— Do this —
Reproduce the rows from the line with "tagged: blue eye" through the end of the rows, requests included, offsetting every bounding-box coordinate in the answers by +64 and leaving the numbers in the requests and their format samples unchanged. Omit the pictures.

— Data rows —
....

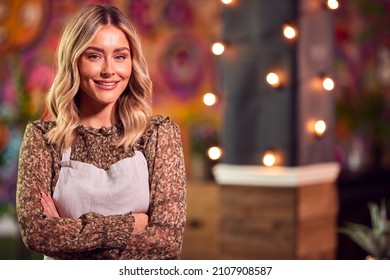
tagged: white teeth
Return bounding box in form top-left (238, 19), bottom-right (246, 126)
top-left (97, 82), bottom-right (115, 86)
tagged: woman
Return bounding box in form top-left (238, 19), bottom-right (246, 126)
top-left (16, 5), bottom-right (186, 259)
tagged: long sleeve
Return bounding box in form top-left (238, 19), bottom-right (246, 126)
top-left (121, 119), bottom-right (186, 259)
top-left (16, 124), bottom-right (134, 258)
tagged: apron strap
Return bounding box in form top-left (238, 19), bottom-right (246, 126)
top-left (61, 147), bottom-right (72, 166)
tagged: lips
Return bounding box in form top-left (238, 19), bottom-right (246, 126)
top-left (94, 81), bottom-right (119, 90)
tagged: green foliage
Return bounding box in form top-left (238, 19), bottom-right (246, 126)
top-left (339, 201), bottom-right (390, 259)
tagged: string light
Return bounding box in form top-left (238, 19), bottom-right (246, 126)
top-left (207, 146), bottom-right (222, 160)
top-left (283, 23), bottom-right (298, 39)
top-left (203, 92), bottom-right (217, 106)
top-left (314, 120), bottom-right (326, 137)
top-left (263, 150), bottom-right (276, 167)
top-left (326, 0), bottom-right (339, 10)
top-left (265, 72), bottom-right (280, 88)
top-left (322, 76), bottom-right (334, 91)
top-left (221, 0), bottom-right (234, 5)
top-left (211, 42), bottom-right (225, 55)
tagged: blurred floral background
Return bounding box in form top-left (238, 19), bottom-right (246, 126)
top-left (0, 0), bottom-right (390, 260)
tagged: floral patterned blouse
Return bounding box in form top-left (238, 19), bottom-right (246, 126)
top-left (16, 116), bottom-right (186, 259)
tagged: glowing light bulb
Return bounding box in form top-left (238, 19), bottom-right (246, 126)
top-left (283, 24), bottom-right (297, 39)
top-left (322, 77), bottom-right (334, 91)
top-left (263, 151), bottom-right (276, 166)
top-left (265, 72), bottom-right (280, 88)
top-left (314, 120), bottom-right (326, 137)
top-left (211, 42), bottom-right (225, 55)
top-left (203, 92), bottom-right (217, 106)
top-left (326, 0), bottom-right (339, 10)
top-left (207, 146), bottom-right (222, 160)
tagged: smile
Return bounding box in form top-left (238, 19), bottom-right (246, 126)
top-left (94, 81), bottom-right (118, 86)
top-left (94, 81), bottom-right (119, 90)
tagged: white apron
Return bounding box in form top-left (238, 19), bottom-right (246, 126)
top-left (44, 148), bottom-right (149, 259)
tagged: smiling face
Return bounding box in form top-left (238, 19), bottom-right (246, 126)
top-left (77, 25), bottom-right (132, 118)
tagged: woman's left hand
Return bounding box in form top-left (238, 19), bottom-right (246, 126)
top-left (41, 193), bottom-right (60, 217)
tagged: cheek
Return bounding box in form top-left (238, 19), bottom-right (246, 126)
top-left (118, 65), bottom-right (132, 79)
top-left (78, 61), bottom-right (99, 80)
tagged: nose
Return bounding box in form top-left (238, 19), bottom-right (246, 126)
top-left (101, 61), bottom-right (115, 77)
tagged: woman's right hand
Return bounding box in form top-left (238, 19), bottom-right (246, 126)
top-left (131, 213), bottom-right (149, 234)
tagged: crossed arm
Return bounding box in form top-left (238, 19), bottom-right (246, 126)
top-left (16, 117), bottom-right (186, 259)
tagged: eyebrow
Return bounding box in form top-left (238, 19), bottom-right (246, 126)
top-left (85, 46), bottom-right (130, 53)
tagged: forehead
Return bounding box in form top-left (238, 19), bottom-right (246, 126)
top-left (90, 25), bottom-right (129, 47)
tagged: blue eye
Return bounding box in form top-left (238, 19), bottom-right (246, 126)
top-left (115, 55), bottom-right (126, 60)
top-left (88, 54), bottom-right (100, 60)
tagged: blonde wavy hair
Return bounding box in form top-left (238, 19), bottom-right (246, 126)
top-left (46, 5), bottom-right (152, 149)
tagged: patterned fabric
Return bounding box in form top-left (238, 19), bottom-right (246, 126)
top-left (16, 116), bottom-right (186, 259)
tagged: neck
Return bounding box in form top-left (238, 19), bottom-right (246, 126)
top-left (80, 102), bottom-right (115, 128)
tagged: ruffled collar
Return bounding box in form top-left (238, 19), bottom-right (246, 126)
top-left (77, 124), bottom-right (122, 136)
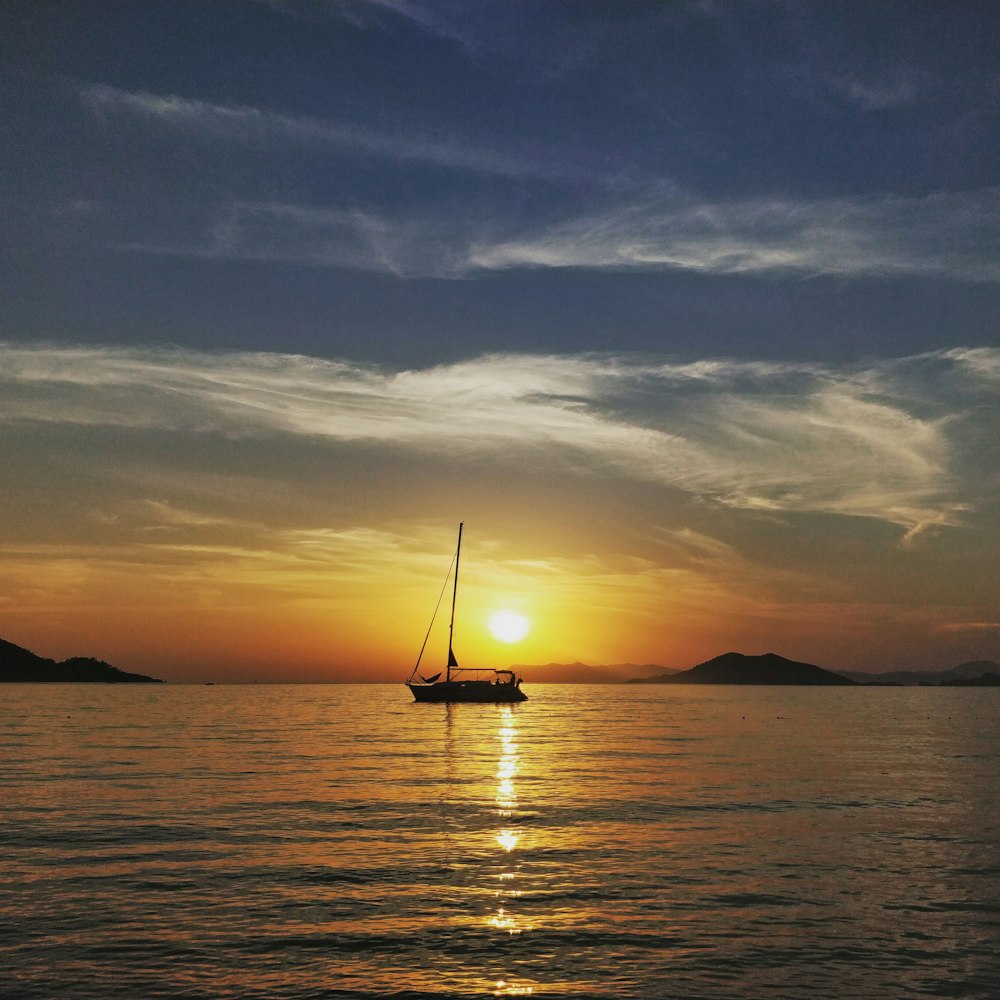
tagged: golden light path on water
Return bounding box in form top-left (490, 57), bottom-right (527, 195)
top-left (489, 706), bottom-right (534, 996)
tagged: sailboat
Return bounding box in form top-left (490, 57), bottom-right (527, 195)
top-left (406, 521), bottom-right (528, 704)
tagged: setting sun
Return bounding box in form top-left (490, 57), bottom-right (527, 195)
top-left (488, 611), bottom-right (529, 642)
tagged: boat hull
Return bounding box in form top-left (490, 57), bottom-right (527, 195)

....

— Complete answer —
tagged: blue eye
Return bounding box in form top-left (238, 19), bottom-right (246, 126)
top-left (179, 119), bottom-right (190, 124)
top-left (152, 118), bottom-right (164, 124)
tagged: blonde wavy hair
Return bounding box in form top-left (238, 19), bottom-right (246, 126)
top-left (110, 69), bottom-right (216, 213)
tagged: patterned fabric
Return bounding box in form top-left (238, 19), bottom-right (246, 126)
top-left (80, 180), bottom-right (250, 323)
tagged: neck
Return bounding box in form top-left (238, 19), bottom-right (246, 126)
top-left (144, 166), bottom-right (179, 192)
tagged: ruffled collar
Return bounding box in form top-left (238, 19), bottom-right (246, 126)
top-left (141, 188), bottom-right (186, 200)
tagged: golden light path on water
Return bounding box in form top-left (490, 57), bottom-right (527, 195)
top-left (553, 770), bottom-right (598, 1060)
tagged: sailboat
Return bounding box in form top-left (490, 57), bottom-right (527, 195)
top-left (470, 585), bottom-right (592, 768)
tagged: setting sun
Return bounding box in form top-left (490, 57), bottom-right (527, 195)
top-left (552, 675), bottom-right (593, 706)
tagged: boat hull
Return bounding box in form top-left (490, 57), bottom-right (527, 195)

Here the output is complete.